REQUIREMENT
Repeat the lines beginning at the one with "black boots, imagine" and running to the end of the material, keeping the first and last of them, exactly as they appear.

++++++

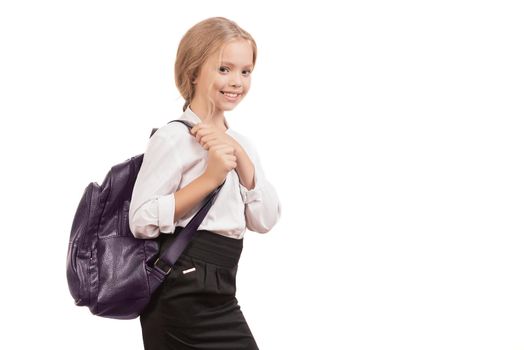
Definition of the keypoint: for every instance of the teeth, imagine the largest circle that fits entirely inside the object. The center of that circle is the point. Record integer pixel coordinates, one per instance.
(230, 94)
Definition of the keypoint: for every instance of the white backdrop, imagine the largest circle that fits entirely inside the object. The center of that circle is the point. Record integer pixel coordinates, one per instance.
(392, 132)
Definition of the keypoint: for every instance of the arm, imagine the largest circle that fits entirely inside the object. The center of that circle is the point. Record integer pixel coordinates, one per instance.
(154, 208)
(262, 205)
(192, 195)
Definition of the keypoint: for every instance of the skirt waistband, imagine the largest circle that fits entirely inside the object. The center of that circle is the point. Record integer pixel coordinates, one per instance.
(209, 246)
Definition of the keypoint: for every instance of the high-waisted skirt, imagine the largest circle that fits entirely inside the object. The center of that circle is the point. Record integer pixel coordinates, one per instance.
(196, 307)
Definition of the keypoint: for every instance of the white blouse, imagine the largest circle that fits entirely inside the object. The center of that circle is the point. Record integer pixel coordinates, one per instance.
(172, 160)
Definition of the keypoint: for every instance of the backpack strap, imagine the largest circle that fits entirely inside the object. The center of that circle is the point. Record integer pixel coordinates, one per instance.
(167, 259)
(188, 124)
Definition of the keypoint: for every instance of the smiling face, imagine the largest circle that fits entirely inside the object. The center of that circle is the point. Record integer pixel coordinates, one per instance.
(226, 82)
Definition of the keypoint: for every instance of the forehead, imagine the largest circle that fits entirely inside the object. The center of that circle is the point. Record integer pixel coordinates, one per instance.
(238, 53)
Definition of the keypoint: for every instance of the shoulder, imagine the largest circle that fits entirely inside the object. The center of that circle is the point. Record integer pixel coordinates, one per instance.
(173, 133)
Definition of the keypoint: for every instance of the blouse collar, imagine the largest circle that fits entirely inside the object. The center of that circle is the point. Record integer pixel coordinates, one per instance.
(190, 116)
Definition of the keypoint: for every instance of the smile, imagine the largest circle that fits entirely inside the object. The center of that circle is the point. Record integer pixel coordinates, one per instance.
(230, 96)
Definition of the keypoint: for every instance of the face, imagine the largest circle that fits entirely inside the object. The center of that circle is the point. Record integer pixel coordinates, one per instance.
(230, 80)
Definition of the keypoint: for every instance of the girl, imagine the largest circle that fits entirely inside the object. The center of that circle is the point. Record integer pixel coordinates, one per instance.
(196, 307)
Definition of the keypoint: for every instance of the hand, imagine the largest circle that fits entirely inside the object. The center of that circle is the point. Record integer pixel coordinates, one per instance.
(209, 135)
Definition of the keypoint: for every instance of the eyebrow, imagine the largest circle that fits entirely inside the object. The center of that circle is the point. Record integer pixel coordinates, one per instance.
(231, 64)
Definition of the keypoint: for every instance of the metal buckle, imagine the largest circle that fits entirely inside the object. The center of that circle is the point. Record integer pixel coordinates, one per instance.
(165, 265)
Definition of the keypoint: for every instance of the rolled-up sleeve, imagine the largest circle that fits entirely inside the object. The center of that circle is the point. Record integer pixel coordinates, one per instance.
(152, 207)
(262, 205)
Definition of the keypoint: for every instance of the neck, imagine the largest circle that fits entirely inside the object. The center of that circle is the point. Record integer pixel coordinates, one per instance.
(203, 113)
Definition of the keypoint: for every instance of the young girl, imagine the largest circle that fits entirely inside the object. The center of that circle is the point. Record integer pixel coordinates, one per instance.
(196, 307)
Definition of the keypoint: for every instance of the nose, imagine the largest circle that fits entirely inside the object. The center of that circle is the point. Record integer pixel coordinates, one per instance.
(236, 81)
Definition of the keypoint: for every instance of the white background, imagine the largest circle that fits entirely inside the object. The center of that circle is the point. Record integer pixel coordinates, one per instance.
(392, 132)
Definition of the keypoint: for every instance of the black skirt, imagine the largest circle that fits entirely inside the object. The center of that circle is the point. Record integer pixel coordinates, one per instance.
(196, 307)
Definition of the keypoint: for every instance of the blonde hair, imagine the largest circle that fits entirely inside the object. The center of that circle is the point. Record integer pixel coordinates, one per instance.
(200, 42)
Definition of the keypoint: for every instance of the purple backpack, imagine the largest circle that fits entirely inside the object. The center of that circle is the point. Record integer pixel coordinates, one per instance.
(108, 269)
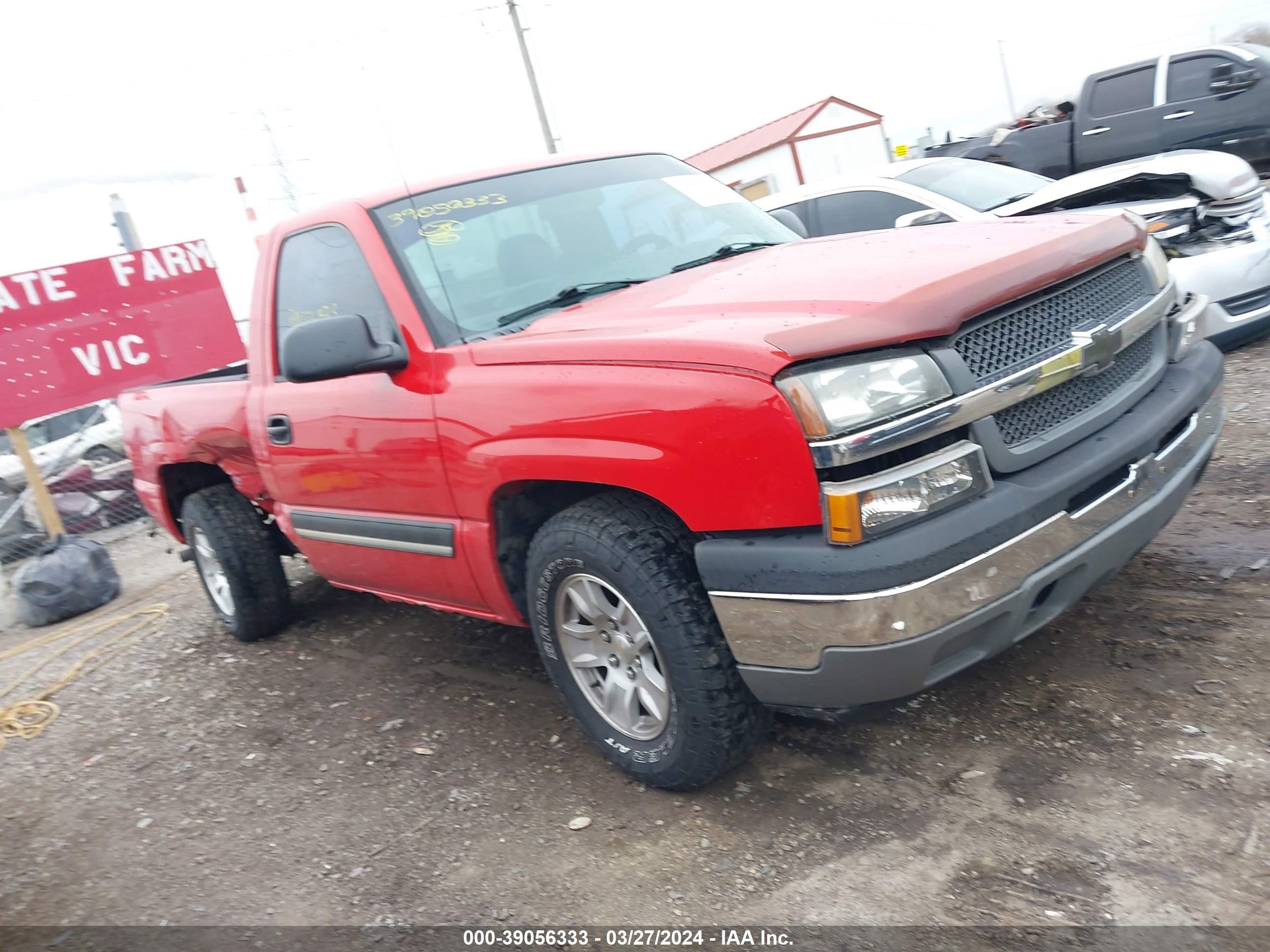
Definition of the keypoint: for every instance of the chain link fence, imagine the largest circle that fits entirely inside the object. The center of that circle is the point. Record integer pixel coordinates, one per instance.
(82, 459)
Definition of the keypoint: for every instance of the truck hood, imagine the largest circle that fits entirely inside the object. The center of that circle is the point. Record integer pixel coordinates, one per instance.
(1213, 175)
(764, 310)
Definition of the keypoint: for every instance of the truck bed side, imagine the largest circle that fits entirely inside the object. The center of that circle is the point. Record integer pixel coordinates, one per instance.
(184, 437)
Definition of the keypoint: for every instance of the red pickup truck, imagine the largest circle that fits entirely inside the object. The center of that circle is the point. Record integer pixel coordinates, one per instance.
(717, 469)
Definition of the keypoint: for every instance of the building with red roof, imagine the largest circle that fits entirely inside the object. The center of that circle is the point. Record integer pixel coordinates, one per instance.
(827, 137)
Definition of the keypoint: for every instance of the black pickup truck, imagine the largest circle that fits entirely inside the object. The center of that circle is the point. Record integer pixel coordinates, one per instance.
(1212, 98)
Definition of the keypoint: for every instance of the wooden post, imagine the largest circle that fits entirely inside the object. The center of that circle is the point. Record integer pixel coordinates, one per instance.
(36, 483)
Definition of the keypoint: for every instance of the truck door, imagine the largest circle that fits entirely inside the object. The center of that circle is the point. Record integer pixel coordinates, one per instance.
(1203, 116)
(353, 462)
(1119, 118)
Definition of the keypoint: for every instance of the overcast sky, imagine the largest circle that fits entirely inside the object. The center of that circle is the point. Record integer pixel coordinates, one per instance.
(159, 101)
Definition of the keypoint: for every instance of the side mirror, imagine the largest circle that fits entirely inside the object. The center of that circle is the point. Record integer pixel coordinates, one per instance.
(790, 221)
(337, 347)
(927, 216)
(1225, 79)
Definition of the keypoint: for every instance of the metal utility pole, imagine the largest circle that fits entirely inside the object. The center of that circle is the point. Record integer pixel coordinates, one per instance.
(124, 223)
(534, 80)
(1005, 76)
(290, 193)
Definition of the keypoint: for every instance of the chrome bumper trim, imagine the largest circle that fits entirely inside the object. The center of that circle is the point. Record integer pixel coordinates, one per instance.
(792, 631)
(1080, 358)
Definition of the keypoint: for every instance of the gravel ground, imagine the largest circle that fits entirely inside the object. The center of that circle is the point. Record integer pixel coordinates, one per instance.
(379, 763)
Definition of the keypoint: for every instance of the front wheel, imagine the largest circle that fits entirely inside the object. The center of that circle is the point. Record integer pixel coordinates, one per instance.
(628, 635)
(237, 561)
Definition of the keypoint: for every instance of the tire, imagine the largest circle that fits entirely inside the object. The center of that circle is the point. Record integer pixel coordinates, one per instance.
(640, 554)
(237, 561)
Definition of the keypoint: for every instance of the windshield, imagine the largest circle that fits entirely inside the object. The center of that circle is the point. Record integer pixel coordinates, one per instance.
(978, 184)
(483, 250)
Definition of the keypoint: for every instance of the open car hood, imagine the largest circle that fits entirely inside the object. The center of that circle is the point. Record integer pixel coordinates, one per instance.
(1213, 175)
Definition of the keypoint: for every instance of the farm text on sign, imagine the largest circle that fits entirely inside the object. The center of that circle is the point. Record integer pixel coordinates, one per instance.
(84, 332)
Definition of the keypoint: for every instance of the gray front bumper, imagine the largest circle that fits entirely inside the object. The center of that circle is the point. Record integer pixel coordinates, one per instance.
(940, 625)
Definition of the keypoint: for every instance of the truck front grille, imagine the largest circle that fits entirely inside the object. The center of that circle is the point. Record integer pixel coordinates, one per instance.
(1025, 333)
(1053, 408)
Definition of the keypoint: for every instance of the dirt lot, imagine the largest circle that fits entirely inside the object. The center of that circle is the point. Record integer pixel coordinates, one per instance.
(1112, 768)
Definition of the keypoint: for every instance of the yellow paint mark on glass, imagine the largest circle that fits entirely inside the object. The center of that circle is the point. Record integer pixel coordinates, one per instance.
(454, 205)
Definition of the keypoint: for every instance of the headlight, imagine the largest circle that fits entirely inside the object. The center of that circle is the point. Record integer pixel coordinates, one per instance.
(834, 399)
(1159, 263)
(861, 510)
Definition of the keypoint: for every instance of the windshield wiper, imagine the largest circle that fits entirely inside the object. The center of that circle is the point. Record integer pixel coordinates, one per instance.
(565, 296)
(728, 250)
(1009, 201)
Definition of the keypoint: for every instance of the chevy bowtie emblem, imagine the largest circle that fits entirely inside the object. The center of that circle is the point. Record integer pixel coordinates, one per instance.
(1100, 347)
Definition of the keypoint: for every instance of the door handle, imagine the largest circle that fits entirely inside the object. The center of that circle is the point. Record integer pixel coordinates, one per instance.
(279, 429)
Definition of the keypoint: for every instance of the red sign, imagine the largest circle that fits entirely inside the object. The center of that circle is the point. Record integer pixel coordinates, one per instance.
(84, 332)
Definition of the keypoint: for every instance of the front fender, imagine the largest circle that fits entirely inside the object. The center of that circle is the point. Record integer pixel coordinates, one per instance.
(720, 450)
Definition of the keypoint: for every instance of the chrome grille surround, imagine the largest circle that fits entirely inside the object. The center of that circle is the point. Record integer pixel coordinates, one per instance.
(1042, 325)
(1008, 389)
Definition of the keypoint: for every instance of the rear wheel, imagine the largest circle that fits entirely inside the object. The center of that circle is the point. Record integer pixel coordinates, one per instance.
(628, 635)
(237, 561)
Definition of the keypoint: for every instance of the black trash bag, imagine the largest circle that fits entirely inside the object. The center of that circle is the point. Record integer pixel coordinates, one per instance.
(68, 577)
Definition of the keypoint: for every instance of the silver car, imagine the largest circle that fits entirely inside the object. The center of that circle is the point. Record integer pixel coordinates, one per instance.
(1208, 211)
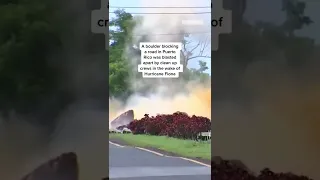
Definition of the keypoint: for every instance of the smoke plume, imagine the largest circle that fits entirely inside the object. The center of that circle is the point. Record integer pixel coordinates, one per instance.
(166, 96)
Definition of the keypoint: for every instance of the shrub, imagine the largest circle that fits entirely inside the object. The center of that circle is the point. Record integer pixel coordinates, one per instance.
(178, 125)
(235, 170)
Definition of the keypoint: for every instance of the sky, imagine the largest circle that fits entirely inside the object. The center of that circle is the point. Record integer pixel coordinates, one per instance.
(207, 17)
(257, 10)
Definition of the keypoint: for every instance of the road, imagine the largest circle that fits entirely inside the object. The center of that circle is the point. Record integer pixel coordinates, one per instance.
(128, 163)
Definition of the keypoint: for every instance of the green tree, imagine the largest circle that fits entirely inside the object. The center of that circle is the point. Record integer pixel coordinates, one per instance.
(119, 69)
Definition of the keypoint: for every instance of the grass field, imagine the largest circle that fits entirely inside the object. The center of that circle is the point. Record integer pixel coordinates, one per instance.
(186, 148)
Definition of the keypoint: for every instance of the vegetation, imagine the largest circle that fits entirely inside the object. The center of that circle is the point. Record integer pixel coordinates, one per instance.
(185, 148)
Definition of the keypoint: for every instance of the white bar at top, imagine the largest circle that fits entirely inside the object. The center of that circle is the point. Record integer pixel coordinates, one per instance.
(192, 22)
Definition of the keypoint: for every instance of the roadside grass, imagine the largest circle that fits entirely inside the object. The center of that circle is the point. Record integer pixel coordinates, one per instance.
(185, 148)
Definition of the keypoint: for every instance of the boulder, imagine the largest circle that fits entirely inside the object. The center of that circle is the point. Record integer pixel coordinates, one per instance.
(123, 120)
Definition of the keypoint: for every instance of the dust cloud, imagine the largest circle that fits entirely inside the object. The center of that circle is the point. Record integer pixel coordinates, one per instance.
(166, 96)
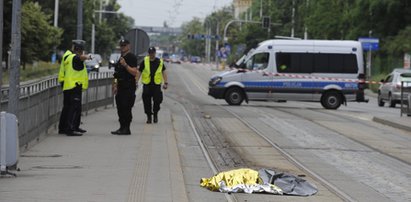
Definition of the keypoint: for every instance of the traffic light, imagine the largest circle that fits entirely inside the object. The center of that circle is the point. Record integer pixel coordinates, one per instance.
(266, 22)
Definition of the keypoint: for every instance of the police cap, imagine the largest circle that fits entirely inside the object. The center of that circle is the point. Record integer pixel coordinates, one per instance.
(78, 44)
(151, 50)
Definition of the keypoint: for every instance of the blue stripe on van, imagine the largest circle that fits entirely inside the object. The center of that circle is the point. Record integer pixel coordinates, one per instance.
(297, 84)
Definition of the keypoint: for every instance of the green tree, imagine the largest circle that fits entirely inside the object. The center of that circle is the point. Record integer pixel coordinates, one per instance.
(192, 46)
(38, 37)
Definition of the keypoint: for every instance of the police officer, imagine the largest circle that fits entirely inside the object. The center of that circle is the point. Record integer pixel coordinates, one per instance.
(152, 71)
(124, 87)
(74, 79)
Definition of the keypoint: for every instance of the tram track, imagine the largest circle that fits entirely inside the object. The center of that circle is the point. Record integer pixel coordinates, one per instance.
(341, 194)
(370, 148)
(349, 119)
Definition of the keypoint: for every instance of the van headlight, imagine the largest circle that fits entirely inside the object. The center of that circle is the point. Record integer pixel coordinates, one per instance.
(214, 81)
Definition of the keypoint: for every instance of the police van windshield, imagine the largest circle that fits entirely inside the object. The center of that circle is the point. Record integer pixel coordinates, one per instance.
(258, 61)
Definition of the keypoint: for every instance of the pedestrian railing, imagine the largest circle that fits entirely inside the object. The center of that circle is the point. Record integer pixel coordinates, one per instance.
(41, 102)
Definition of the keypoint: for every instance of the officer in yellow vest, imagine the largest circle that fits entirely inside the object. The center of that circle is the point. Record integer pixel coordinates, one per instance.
(152, 71)
(74, 79)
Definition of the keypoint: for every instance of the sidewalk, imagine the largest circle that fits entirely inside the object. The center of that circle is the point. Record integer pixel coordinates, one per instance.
(98, 166)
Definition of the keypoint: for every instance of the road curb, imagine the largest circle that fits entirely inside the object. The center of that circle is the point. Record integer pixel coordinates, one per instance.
(392, 124)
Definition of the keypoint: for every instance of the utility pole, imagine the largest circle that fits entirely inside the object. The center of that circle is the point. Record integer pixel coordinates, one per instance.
(292, 20)
(216, 45)
(79, 19)
(56, 12)
(261, 8)
(1, 47)
(14, 89)
(93, 27)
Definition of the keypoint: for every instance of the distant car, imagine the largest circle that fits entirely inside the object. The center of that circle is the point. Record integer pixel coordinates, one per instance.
(390, 89)
(112, 61)
(92, 65)
(195, 59)
(175, 59)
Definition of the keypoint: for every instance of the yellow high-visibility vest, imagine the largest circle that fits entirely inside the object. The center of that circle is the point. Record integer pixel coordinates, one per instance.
(73, 76)
(62, 70)
(145, 75)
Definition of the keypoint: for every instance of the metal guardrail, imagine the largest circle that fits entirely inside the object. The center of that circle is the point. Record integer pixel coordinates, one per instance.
(41, 103)
(405, 98)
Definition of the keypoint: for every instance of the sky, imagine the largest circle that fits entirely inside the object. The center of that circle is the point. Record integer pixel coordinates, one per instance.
(175, 12)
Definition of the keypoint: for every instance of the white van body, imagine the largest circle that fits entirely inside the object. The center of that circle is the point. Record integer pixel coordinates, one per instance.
(326, 71)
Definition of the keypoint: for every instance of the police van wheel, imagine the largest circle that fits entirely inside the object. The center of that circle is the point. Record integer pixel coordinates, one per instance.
(234, 96)
(331, 100)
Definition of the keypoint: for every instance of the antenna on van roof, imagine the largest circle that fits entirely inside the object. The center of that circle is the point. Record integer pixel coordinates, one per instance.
(286, 37)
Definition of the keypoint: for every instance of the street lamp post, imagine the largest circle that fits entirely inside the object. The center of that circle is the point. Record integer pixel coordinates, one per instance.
(93, 32)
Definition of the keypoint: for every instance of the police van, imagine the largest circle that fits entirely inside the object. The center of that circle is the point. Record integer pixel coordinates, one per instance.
(326, 71)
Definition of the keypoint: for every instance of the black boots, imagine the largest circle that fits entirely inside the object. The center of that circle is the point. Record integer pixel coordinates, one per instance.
(155, 118)
(122, 131)
(148, 119)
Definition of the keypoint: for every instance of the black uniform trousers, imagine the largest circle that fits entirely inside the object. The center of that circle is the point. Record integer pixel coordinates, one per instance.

++++++

YOUR SOLUTION
Definition of the keypoint: for every instance of the black boots, imagine the largest circle that fits entirely inside the object. The center of that circle is the point. Record integer pixel coordinates, one per instance.
(155, 118)
(122, 131)
(148, 119)
Definition of the keypoint: for every instance of the black uniform trousers, imagine the largest circle that fits entirely inside the object. The center of that circle is the point. Record integer pixel coordinates, one per instance.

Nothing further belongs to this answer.